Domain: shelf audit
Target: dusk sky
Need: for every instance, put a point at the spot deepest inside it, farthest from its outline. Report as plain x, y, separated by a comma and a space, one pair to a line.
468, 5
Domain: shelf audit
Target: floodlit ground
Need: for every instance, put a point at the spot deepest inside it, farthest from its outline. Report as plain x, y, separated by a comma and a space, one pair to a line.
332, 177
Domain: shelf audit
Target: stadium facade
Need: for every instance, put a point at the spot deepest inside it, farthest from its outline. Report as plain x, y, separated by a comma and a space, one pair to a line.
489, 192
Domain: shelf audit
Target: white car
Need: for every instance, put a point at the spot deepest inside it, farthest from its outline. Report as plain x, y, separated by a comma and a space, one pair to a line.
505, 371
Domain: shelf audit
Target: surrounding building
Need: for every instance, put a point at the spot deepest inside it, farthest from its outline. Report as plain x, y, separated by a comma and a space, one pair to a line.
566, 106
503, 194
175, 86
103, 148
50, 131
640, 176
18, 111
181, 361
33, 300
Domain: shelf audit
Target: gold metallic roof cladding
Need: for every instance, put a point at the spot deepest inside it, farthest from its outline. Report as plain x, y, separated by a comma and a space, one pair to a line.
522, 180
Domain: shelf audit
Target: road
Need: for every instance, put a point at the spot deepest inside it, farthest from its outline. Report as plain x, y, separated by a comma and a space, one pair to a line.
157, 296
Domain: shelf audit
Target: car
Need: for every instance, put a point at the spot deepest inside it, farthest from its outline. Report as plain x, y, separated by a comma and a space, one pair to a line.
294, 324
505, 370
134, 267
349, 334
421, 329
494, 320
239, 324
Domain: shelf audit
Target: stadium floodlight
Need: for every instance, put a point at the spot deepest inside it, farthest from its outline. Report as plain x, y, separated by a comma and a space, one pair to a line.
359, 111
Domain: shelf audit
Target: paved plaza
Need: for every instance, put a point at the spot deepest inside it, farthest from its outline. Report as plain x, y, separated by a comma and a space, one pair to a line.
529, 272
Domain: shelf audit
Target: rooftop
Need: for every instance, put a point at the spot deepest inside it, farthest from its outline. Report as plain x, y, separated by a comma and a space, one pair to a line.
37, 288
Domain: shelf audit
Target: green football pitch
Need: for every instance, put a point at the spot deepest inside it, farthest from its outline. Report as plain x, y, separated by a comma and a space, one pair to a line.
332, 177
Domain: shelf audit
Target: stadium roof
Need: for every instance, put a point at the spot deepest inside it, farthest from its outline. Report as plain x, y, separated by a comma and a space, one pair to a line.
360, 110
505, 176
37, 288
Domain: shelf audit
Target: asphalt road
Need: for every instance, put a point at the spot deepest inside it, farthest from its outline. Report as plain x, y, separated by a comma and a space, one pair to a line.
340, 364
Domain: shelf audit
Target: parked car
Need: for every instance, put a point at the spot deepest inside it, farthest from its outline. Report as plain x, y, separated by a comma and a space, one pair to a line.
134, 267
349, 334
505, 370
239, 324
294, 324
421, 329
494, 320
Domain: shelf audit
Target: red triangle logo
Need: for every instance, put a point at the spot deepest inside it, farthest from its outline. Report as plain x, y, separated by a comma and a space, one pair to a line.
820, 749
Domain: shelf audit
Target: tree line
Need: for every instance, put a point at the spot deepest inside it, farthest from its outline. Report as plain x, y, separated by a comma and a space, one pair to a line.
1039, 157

++++++++++++++++++++

- REQUEST -
Transcribe every record above exactly as it appears.

- SOLUTION BELOW -
Domain: shelf audit
Target: dusk sky
Need: for every instance, put a point at the spot deepest inside it, farthest from its outline. Report as plain x, y, separated by a comma and a space, one pair to a line.
468, 5
Domain: shelf audit
Target: floodlit ground
Need: for every instance, put a point at the spot deepest inside it, farthest from its outline. Report as plain x, y, separated by a comma and a space, one pair to a line.
332, 177
Domain: shelf audit
Target: stadium facade
Need: for every instance, put a point at the spot deepest inside it, farthest from its outline. Report as plain x, y, separated by a comma and a space, one pair to a line.
489, 192
Domain: shelf audit
Target: white car
Need: for every instance, put a point at the spot deepest inside it, farthest from its outline. Report as plain x, y, separated by a comma and a space, one pair to a line.
505, 371
Domain: shelf audit
Target: surrounding building
Need: for every instance, put a point at the spot deepest inside it, farthest from its outline. Report as plain x, y, separated by a comma and a space, one pair to a line.
566, 106
503, 194
175, 86
103, 148
50, 131
640, 176
18, 111
181, 361
33, 300
Domain: shelf audit
Target: gold metallic roof cladding
Need: for every instance, put a point at the spot deepest inside it, farthest from its outline. Report as plain x, y, separated by a comma and a space, one pair to a line.
522, 180
Domain: shelf audit
Target: road
Need: for every instance, put a point at the spot deepest inside it, farthest from its outline. Report as plain x, y, separated by a comma and a space, one pair to a line.
157, 296
Domain: shelf audit
Target: car
Need: for every instance, put a point at the spot deepest inside it, farthest from its outline. Report as plain x, y, separated by a comma and a space, one pair to a line.
294, 324
505, 370
134, 267
349, 334
421, 329
494, 320
239, 324
Domain: shelf audit
Target: stadium floodlight
Need: for every instance, put a point at the spot deepest inside it, farthest from its outline. Report as plain x, y, separated by a comma and a space, one pair to a line.
359, 111
Domain: shelf audit
Target: paved plaza
Need: for every instance, put a point at the spot deepest inside it, farthest from its outline. Report as plain x, y, separated by a comma and a space, one pair to a line.
529, 272
Domain: shelf audit
Target: rooftop
Need: for every instance, put a point at the spot deepest inside it, farthest from its outline. Report as plain x, y, separated by a comma and a space, one pair to a line.
37, 288
Domain: shelf audit
Target: green football pitch
Need: for every instance, put a point at the spot deepest inside it, farthest from its outline. Report as plain x, y, separated by a comma and a space, one pair to a line.
332, 177
Domain: shelf audit
Target: stadium roof
Need: for every instance, put a point at the spot deepest inside it, farthest from its outline. Report as plain x, y, separated by a comma and a space, one pair to a line.
360, 110
505, 176
37, 288
Domain: shelf audit
Target: asphalt road
Need: for every instance, put a point at the spot deepest inside it, farthest from its outline. Report as plain x, y, separated by a comma and a space, one pair to a line.
340, 364
Domain: shelf audit
Target: parked car
Need: for every instance, put a point at the spot deepest inside it, farthest from its outline. Report as plain x, y, separated by a comma and a space, one pair to a line.
134, 267
349, 334
505, 370
239, 324
294, 324
421, 329
494, 320
Domain: shelf audit
Target: red triangle logo
Need: for every instance, put a point at the spot deepest inside it, farthest from its outline. Report as plain x, y, separated by a comma and a space, one pair to a line.
820, 749
Domain: shelf audit
Target: tree line
Need: for every instance, put a point at the spot deepest inside it, farthest from its outline. Report as plain x, y, separated by a comma and a space, one pair to a line.
1039, 157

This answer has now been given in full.